Stated exercise a
Reproduce the records word for word, from the line with "Guideline: for every instance of the white car's front" through the last line of the records.

Extract to read
+++

Biagota (born  920) was probably the wife of duke Boleslaus I of Bohemia.

Michal Lutovský writes in his book Bratrovrah a tvůrce státu (Fratricide and country-maker) that only a few coins confirm the existence of Biagota.

These coins are considered the oldest type of Přemyslid denar. An inscription can be read on them, BIAGOTACOIIIIX or BIAGOTACOVIIX, meaning BIAGOTA CONIVNX: wife Biagota. Possibly these coins were made on the occasion of marriage, but there is no proof for it.

It is not even sure that Biagota was the mother of all four adult children of Boleslaus I (Dobrawa, Boleslaus II of Bohemia, Strachkvas and Mlada of Bohemia). Her origins are unclear. She could have originated from one of the German states of the Holy Roman Empire or from a Slavic country (Blahota or Bjegota was an old Bulgarian name). Both hypotheses could be right, corresponding to the contemporary practice of European rulers.

+++

Saved data entries
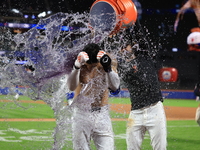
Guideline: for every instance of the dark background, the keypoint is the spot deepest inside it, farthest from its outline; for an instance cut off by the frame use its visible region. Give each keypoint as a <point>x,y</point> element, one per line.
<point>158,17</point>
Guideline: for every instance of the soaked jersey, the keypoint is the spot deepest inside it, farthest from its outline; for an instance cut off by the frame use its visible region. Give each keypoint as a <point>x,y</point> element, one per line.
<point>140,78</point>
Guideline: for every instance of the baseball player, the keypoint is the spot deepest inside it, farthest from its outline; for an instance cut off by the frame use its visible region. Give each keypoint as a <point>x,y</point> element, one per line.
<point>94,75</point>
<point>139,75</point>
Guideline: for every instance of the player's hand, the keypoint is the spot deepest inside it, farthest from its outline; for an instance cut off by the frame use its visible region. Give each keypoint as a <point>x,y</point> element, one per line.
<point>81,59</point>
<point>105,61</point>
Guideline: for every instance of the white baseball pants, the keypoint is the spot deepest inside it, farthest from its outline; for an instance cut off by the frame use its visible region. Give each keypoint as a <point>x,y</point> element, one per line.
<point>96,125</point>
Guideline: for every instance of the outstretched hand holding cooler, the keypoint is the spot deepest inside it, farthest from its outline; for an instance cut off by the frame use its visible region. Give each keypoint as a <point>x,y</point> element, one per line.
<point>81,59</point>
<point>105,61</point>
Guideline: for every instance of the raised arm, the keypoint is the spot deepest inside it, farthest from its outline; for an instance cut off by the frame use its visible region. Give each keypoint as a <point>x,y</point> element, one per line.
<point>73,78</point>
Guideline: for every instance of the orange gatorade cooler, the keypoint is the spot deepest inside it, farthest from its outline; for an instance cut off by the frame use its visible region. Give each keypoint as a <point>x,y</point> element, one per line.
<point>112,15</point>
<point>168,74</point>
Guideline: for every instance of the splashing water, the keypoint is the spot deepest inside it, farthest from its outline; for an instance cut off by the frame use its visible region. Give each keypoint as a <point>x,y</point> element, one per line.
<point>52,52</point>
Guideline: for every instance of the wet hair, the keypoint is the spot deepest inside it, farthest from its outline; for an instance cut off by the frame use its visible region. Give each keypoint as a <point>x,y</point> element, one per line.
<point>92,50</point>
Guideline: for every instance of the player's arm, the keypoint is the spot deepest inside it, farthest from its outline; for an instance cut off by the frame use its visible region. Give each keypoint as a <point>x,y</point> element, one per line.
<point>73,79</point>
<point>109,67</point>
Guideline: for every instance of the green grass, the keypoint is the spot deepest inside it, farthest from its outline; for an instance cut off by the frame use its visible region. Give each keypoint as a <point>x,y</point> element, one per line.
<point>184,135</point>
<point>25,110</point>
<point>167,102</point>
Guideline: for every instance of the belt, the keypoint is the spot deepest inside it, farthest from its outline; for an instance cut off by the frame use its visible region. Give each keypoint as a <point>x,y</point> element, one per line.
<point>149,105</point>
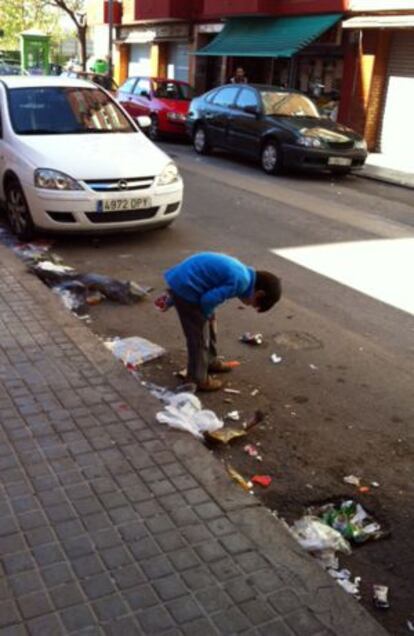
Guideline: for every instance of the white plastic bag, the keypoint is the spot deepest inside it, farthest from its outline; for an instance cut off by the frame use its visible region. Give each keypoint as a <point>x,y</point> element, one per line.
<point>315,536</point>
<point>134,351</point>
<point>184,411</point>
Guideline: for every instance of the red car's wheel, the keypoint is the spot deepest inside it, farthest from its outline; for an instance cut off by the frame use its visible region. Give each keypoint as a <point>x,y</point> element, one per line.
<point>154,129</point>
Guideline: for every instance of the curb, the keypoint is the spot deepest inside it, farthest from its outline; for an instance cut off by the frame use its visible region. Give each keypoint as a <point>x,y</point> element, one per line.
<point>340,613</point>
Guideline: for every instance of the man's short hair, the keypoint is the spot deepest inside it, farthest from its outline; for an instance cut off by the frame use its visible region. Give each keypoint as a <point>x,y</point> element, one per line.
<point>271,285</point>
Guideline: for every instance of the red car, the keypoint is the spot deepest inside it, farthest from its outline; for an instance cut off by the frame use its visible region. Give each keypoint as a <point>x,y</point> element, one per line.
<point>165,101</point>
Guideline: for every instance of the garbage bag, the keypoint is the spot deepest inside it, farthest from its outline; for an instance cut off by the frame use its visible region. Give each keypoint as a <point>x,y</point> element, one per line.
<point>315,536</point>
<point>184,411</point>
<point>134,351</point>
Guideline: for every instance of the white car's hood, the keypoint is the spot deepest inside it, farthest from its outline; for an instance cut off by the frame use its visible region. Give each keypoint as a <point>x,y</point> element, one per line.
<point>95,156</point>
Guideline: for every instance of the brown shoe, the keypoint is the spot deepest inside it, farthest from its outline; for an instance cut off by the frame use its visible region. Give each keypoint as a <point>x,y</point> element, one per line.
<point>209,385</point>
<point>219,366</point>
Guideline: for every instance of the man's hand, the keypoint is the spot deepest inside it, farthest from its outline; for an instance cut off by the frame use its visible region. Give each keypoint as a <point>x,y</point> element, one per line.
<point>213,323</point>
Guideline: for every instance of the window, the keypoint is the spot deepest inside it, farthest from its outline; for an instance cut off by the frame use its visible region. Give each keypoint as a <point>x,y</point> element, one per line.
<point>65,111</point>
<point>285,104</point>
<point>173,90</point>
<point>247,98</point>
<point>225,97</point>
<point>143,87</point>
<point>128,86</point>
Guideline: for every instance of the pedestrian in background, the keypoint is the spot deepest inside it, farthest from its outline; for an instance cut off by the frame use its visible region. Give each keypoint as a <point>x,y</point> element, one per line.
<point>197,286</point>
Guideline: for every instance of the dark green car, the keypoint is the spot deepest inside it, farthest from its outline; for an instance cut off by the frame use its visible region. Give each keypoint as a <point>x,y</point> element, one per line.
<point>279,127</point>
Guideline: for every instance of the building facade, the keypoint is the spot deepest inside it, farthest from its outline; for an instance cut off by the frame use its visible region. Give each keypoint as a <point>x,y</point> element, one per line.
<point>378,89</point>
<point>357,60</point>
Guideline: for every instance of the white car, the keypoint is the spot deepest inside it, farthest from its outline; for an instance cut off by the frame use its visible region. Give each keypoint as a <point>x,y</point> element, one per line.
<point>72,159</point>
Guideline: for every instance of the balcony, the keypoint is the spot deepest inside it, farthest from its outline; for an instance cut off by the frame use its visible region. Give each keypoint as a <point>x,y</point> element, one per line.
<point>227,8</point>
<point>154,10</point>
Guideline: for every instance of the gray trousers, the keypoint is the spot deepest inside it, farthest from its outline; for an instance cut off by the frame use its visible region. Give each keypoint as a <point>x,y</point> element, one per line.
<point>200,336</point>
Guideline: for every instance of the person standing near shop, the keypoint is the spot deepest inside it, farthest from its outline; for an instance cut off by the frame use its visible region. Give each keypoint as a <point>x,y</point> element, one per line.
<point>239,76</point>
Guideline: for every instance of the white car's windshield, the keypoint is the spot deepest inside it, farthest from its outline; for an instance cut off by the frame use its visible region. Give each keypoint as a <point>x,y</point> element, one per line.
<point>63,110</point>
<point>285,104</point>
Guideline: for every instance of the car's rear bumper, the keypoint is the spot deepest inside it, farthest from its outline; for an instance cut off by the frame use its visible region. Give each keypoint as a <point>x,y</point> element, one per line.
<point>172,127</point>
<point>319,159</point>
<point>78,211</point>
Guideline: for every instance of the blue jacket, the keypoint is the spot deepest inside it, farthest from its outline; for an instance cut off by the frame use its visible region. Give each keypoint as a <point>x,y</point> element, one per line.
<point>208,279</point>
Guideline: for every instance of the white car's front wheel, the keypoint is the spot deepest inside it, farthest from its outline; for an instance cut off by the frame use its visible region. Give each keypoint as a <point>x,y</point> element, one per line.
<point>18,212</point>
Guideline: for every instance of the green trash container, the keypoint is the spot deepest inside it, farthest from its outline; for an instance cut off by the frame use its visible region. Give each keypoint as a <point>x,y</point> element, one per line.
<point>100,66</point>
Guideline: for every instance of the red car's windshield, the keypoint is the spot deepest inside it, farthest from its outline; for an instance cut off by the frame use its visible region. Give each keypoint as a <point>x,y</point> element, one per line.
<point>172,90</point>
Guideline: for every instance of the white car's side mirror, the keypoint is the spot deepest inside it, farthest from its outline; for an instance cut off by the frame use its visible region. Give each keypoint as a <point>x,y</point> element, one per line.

+++

Stated exercise b
Do these statements agree with the passage about Biagota? Answer yes or no for each, and quote the words from the passage that decide it.
(i) The coins bearing Biagota's name are considered the oldest type of Přemyslid denar.
(ii) Biagota was certainly the mother of all four adult children of Boleslaus I.
(iii) Bjegota was an old Bulgarian name.

Full solution a
Guideline: for every instance of the white car's front wheel, the keypoint is the spot deepest inside it, farthest from its outline; for an instance cut off by the frame use its visible region. Give each keypoint as a <point>x,y</point> element, one per line.
<point>18,212</point>
Guideline: for every instance of the green trash container, the keypoint is the spot deepest inside it, farthest from its outline; for an instance cut off by the frame use its visible region. Give each keypoint as a <point>x,y</point> element, one per line.
<point>100,66</point>
Guideline: for every instance of the red car's windshield, the keypoint is the spot deepest inside it, farthest from its outline; for an instance cut off by the frame use its visible region. Give each keypoint as a <point>x,y</point> element, one per line.
<point>172,90</point>
Guideline: for every instance of the white car's side mirror, the keypoint is the spot deepest inside it, farthest from its outline; for an instance cut off by the frame use its visible region. Give each keypoint as a <point>x,y</point> element, one per line.

Full solution b
(i) Yes: "These coins are considered the oldest type of Přemyslid denar."
(ii) No: "It is not even sure that Biagota was the mother of all four adult children of Boleslaus I"
(iii) Yes: "Blahota or Bjegota was an old Bulgarian name"